## EXTRACTED ENTRIES

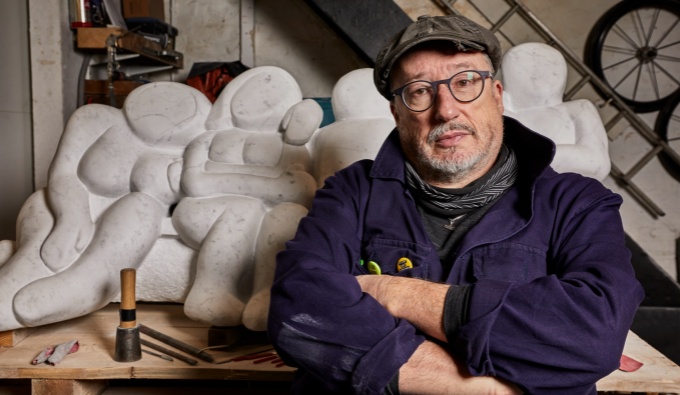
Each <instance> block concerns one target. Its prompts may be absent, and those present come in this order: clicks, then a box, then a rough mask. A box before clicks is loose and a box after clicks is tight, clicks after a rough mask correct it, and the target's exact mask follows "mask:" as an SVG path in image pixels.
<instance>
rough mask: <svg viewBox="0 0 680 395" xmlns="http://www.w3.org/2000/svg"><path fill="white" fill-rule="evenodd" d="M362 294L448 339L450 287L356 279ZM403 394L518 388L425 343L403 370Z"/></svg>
mask: <svg viewBox="0 0 680 395" xmlns="http://www.w3.org/2000/svg"><path fill="white" fill-rule="evenodd" d="M357 281H358V282H359V285H360V286H361V289H362V291H364V292H366V293H367V294H369V295H371V296H372V297H373V298H375V299H376V300H377V301H378V302H379V303H380V304H381V305H383V307H385V308H386V309H387V311H389V312H390V314H392V315H393V316H395V317H397V318H402V319H405V320H407V321H409V322H410V323H411V324H413V325H414V326H415V327H416V328H418V329H419V330H421V331H422V332H424V333H426V334H428V335H429V336H431V337H433V338H436V339H438V340H441V341H444V342H445V341H446V336H445V334H444V324H443V311H444V300H445V298H446V293H447V292H448V290H449V285H448V284H438V283H433V282H430V281H426V280H420V279H415V278H408V277H395V276H377V275H362V276H357ZM399 392H400V393H401V394H404V395H406V394H419V395H428V394H433V395H434V394H437V395H443V394H456V395H460V394H462V395H465V394H470V395H472V394H484V395H506V394H507V395H516V394H521V393H522V392H521V391H520V390H519V389H518V388H517V387H515V386H514V385H511V384H508V383H506V382H504V381H502V380H500V379H497V378H495V377H475V376H472V375H470V373H468V371H467V369H466V368H465V365H464V364H459V363H458V362H457V361H456V359H455V358H454V357H453V356H452V355H451V354H450V353H449V352H448V351H447V350H446V349H444V348H443V347H441V346H439V345H438V344H436V343H434V342H431V341H425V342H424V343H423V344H421V345H420V346H419V347H418V349H417V350H416V352H415V353H414V354H413V355H412V356H411V358H410V359H409V360H408V362H406V364H404V365H403V366H402V367H401V369H399Z"/></svg>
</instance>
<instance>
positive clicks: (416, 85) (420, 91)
mask: <svg viewBox="0 0 680 395" xmlns="http://www.w3.org/2000/svg"><path fill="white" fill-rule="evenodd" d="M487 78H493V74H492V73H491V72H490V71H480V70H465V71H461V72H459V73H456V74H454V75H453V76H452V77H451V78H448V79H445V80H439V81H423V80H418V81H412V82H409V83H408V84H406V85H404V86H402V87H401V88H398V89H395V91H394V92H392V95H394V96H399V97H401V101H403V102H404V105H405V106H406V107H407V108H408V109H409V110H411V111H415V112H422V111H425V110H427V109H429V108H430V107H432V105H433V104H434V101H435V100H436V97H437V87H438V86H439V85H441V84H445V85H446V86H447V87H448V88H449V92H451V95H452V96H453V97H454V98H455V99H456V100H458V101H459V102H463V103H469V102H471V101H474V100H477V98H478V97H479V96H481V95H482V92H483V91H484V81H485V80H486V79H487Z"/></svg>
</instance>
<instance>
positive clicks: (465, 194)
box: [406, 145, 517, 216]
mask: <svg viewBox="0 0 680 395" xmlns="http://www.w3.org/2000/svg"><path fill="white" fill-rule="evenodd" d="M516 179H517V158H516V157H515V153H514V152H513V151H512V150H511V149H509V148H507V147H506V146H505V145H503V146H502V147H501V152H500V154H499V156H498V161H496V164H494V166H493V167H492V168H491V170H489V171H488V172H487V173H486V174H485V175H484V176H482V177H481V178H479V179H477V180H475V181H474V182H472V183H470V184H469V185H467V186H465V187H463V188H458V189H447V188H438V187H434V186H432V185H429V184H427V183H425V182H424V181H423V180H422V179H421V178H420V176H419V175H418V173H416V170H415V169H414V168H413V166H411V164H410V163H409V162H408V161H407V162H406V182H407V183H408V186H409V188H410V189H411V190H412V191H413V192H414V194H415V195H416V196H417V197H418V198H419V199H420V200H421V201H420V203H421V204H423V205H425V206H426V207H428V208H430V209H431V210H433V211H435V212H437V213H440V214H441V215H447V216H451V215H459V214H464V213H467V212H469V211H470V210H473V209H476V208H478V207H482V206H484V205H486V204H488V203H490V202H492V201H493V200H494V199H496V198H497V197H498V196H500V195H501V194H503V192H505V190H507V189H508V188H509V187H510V186H511V185H512V184H513V183H514V182H515V180H516Z"/></svg>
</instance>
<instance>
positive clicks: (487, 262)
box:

## WHAT IS BEING ASKED
Rewrite every record with "positive clicks" switched to "foreground clicks" and everything else unchanged, leaving the pictures out.

## YOUR RESPONSE
Each <instance> block concerns one target. Its prompts may be absent, and those present come in this order: clicks, then a box, then a rough mask. A box before clicks is loose and a box after clicks is tight, clicks after a rough mask correct it, and the target's exact mask follows "mask:" as an SVG path in image pixels.
<instance>
rough mask: <svg viewBox="0 0 680 395" xmlns="http://www.w3.org/2000/svg"><path fill="white" fill-rule="evenodd" d="M362 294L448 339L450 287L356 279ZM403 394L518 388L425 343L403 370Z"/></svg>
mask: <svg viewBox="0 0 680 395" xmlns="http://www.w3.org/2000/svg"><path fill="white" fill-rule="evenodd" d="M357 281H358V282H359V285H360V286H361V289H362V291H364V292H366V293H367V294H369V295H371V296H372V297H373V298H375V299H376V300H377V301H378V302H379V303H380V304H381V305H383V307H385V308H386V309H387V311H389V312H390V314H392V315H393V316H395V317H397V318H402V319H405V320H407V321H409V322H410V323H411V324H413V325H414V326H415V327H416V328H418V329H419V330H421V331H422V332H424V333H426V334H428V335H429V336H431V337H433V338H436V339H438V340H441V341H444V342H445V341H446V336H445V334H444V324H443V311H444V300H445V298H446V293H447V292H448V290H449V285H448V284H438V283H433V282H430V281H426V280H420V279H415V278H408V277H395V276H377V275H362V276H357ZM399 392H400V393H401V394H404V395H406V394H419V395H428V394H433V395H434V394H437V395H443V394H456V395H460V394H462V395H465V394H470V395H472V394H484V395H506V394H507V395H516V394H521V393H522V392H521V391H520V390H519V389H518V388H517V387H515V386H514V385H511V384H508V383H506V382H504V381H502V380H500V379H497V378H495V377H475V376H472V375H470V373H468V371H467V369H466V368H465V365H464V364H459V363H458V362H457V361H456V359H455V358H454V357H453V356H452V355H451V354H450V353H449V352H448V351H447V350H446V349H444V348H443V347H441V346H439V345H438V344H436V343H434V342H431V341H425V342H424V343H423V344H421V345H420V346H419V347H418V349H417V350H416V352H415V353H414V354H413V355H412V356H411V358H410V359H409V360H408V362H406V364H404V365H403V366H402V367H401V369H399Z"/></svg>
</instance>
<instance>
foreground clicks: (416, 85) (420, 91)
mask: <svg viewBox="0 0 680 395" xmlns="http://www.w3.org/2000/svg"><path fill="white" fill-rule="evenodd" d="M487 78H493V74H492V73H491V72H490V71H480V70H465V71H461V72H459V73H456V74H454V75H453V76H452V77H451V78H448V79H445V80H439V81H423V80H418V81H412V82H409V83H408V84H406V85H404V86H402V87H401V88H398V89H395V91H394V92H392V95H394V96H399V97H401V101H403V102H404V105H405V106H406V107H407V108H408V109H409V110H411V111H415V112H422V111H425V110H427V109H429V108H430V107H432V105H433V104H434V101H435V100H436V97H437V87H438V86H439V85H441V84H445V85H446V86H447V87H448V88H449V92H451V95H452V96H453V97H454V98H455V99H456V100H458V101H459V102H463V103H469V102H471V101H474V100H477V98H478V97H479V96H481V95H482V92H483V91H484V81H485V80H486V79H487Z"/></svg>
</instance>
<instance>
foreground clicks: (465, 194)
box: [406, 145, 517, 216]
mask: <svg viewBox="0 0 680 395" xmlns="http://www.w3.org/2000/svg"><path fill="white" fill-rule="evenodd" d="M516 179H517V158H516V157H515V153H514V152H513V151H512V150H511V149H509V148H507V147H506V146H505V145H503V146H502V147H501V152H500V154H499V156H498V161H496V164H494V166H493V167H492V168H491V170H489V171H488V172H487V173H486V174H485V175H484V176H482V177H481V178H479V179H477V180H475V181H474V182H472V183H470V184H469V185H467V186H465V187H463V188H458V189H447V188H438V187H434V186H432V185H429V184H427V183H425V182H424V181H423V180H422V179H421V178H420V176H419V175H418V173H416V170H415V169H414V168H413V166H411V164H410V163H409V162H408V161H407V162H406V182H407V183H408V186H409V188H410V189H411V190H412V191H413V192H414V194H415V195H416V196H417V197H418V198H419V199H420V200H421V201H420V203H421V204H423V205H425V206H426V207H428V208H430V209H431V210H433V211H435V212H437V213H440V214H441V215H447V216H451V215H459V214H464V213H467V212H469V211H470V210H473V209H476V208H478V207H482V206H484V205H486V204H488V203H490V202H492V201H493V200H494V199H496V198H497V197H498V196H500V195H501V194H503V192H505V190H507V189H508V188H509V187H510V186H511V185H512V184H513V183H514V182H515V180H516Z"/></svg>
</instance>
<instance>
foreground clicks: (487, 262)
box:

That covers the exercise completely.